----- Texte d'étude

La trahison du sinistre chef de l’armée chilienne, qui simula tout le temps
et berna tout le monde jusqu’au dernier moment, n’a pas de précédents.
Même la maison de la famille d’Allende, à Tomás Moro, fut attaquée et
détruite.
Aux pires moments de cette étape-là, alors que des milliers de personnes
avaient été torturées, assassinées et portées disparues, une jeune femme,
Gladys Marín, dirigeait le Parti communiste chilien, forgé au fil de dizaines
d’années d’efforts et de sacrifices de la classe ouvrière qui lui confia cette
responsabilité.
Gladys Marín et son parti ne se trompèrent pas et soutinrent Michelle
Bachelet à fond, déterminant ainsi la fin de l’influence d’Augusto Pinochet. On
ne pouvait admettre que le tyran fabriqué et hissé au pouvoir par l’Empire
régisse une fois de plus les destinées du Chili.
L’opinion mondiale exécrait le comportement de cet individu.
Il ne fut pourtant pas facile – et il ne l’est toujours pas – de dévider la
trame légale par laquelle l’oligarchie fasciste et revancharde continue encore
d’enserrer, avec l’aide yankee, la nation chilienne qui est digne d’un meilleur
sort.
C’est cette même oligarchie qui, voilà plus de cent ans, durant la guerre
déclenchée en 1879, arracha à la Bolivie la côte maritime qui lui donnait un
large accès à l’océan Pacifique.
La Bolivie souffrit une extraordinaire humiliation historique durant cette
guerre. Ce pays authentiquement américain, habité surtout d’Aymaras et de
Quechuas, non seulement perdit sa côte maritime et son débouché à la mer, mais
il fut aussi privé de vastes territoires très riches en cuivre où se trouvaient
alors les plus grandes réserves au monde et qui, bien qu’exploités depuis cent
trente ans, produisent encore aujourd’hui 5 364 000 tonnes par an et apportent
à l’économie chilienne environ 18 452 000 0000 de dollars par an. On ne saurait
concevoir la société moderne sans le cuivre métallique dont les cours tendent à
la hausse.
Des minerais et produits naturels extrêmement utiles, certains déjà épuisés
et d’autres nouveaux à des cours très élevés, sont apparus sur ces territoires.
On ne sait lesquels sont chiliens et lesquels boliviens.
Evo Morales, le président bolivien, n’en garde aucune rancœur pour
autant ; au contraire, il a offert son territoire pour y construire une
route large et moderne par laquelle l’efficiente industrie chilienne, en plein
essor grâce à ses travailleurs actifs et productifs, pourra envoyer ses
produits vers de nombreux marchés du monde.
Le Chili est aussi particulièrement efficace, grâce à son climat
privilégié, dans la production d’aliments nutritifs et de bois de grande
qualité sur ses terres agricoles et dans ses montagnes.
Aucun pays ne le dépasse en efficacité en ce qui concerne les cultures
maritimes et des produits aussi demandés que le saumon et d’autres espèces –
cultivées ou naturelles – de ses riches eaux maritimes et terrestres.

----------
----- Données disponibles

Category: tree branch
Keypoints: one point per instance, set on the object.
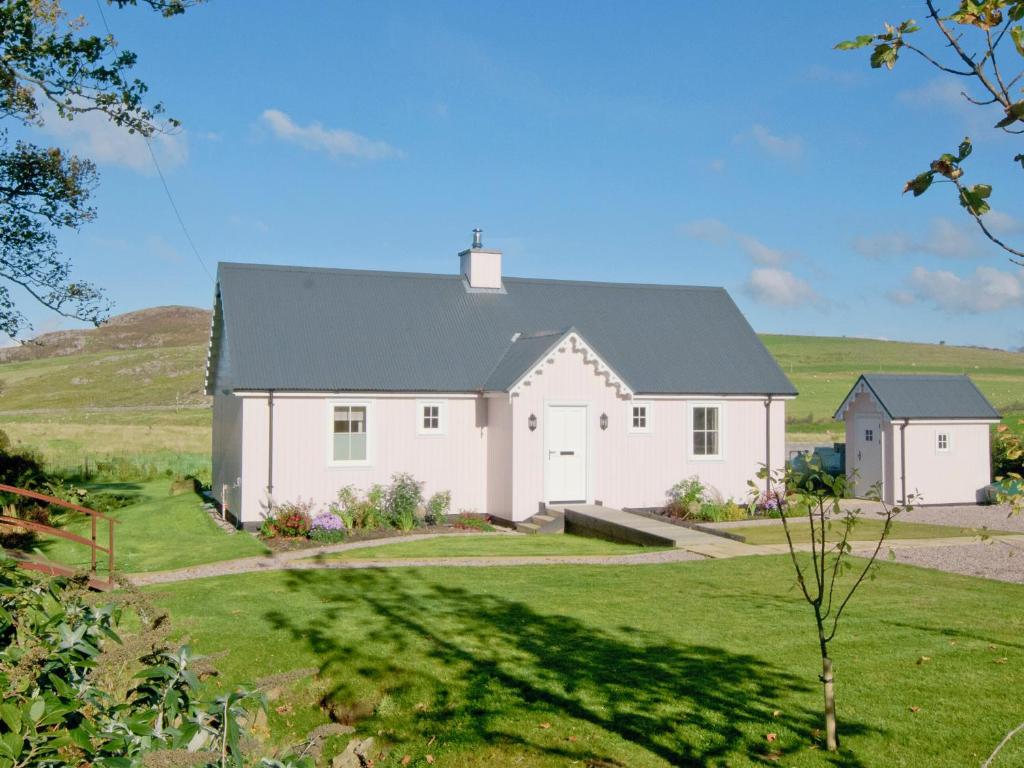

----------

- [Questions d'étude]
[a] D'après le texte d'étude, en quelle année fut déclenchée la guerre au cours de laquelle la Bolivie perdit sa côte maritime ?
[b] Recopiez sans modification le passage du texte d'étude qui commence à « La trahison du » et se termine à « de cet individu. ».

- [Réponses aux questions]
[a] En 1879.

[b]
La trahison du sinistre chef de l’armée chilienne, qui simula tout le temps
et berna tout le monde jusqu’au dernier moment, n’a pas de précédents.
Même la maison de la famille d’Allende, à Tomás Moro, fut attaquée et
détruite.
Aux pires moments de cette étape-là, alors que des milliers de personnes
avaient été torturées, assassinées et portées disparues, une jeune femme,
Gladys Marín, dirigeait le Parti communiste chilien, forgé au fil de dizaines
d’années d’efforts et de sacrifices de la classe ouvrière qui lui confia cette
responsabilité.
Gladys Marín et son parti ne se trompèrent pas et soutinrent Michelle
Bachelet à fond, déterminant ainsi la fin de l’influence d’Augusto Pinochet. On
ne pouvait admettre que le tyran fabriqué et hissé au pouvoir par l’Empire
régisse une fois de plus les destinées du Chili.
L’opinion mondiale exécrait le comportement de cet individu.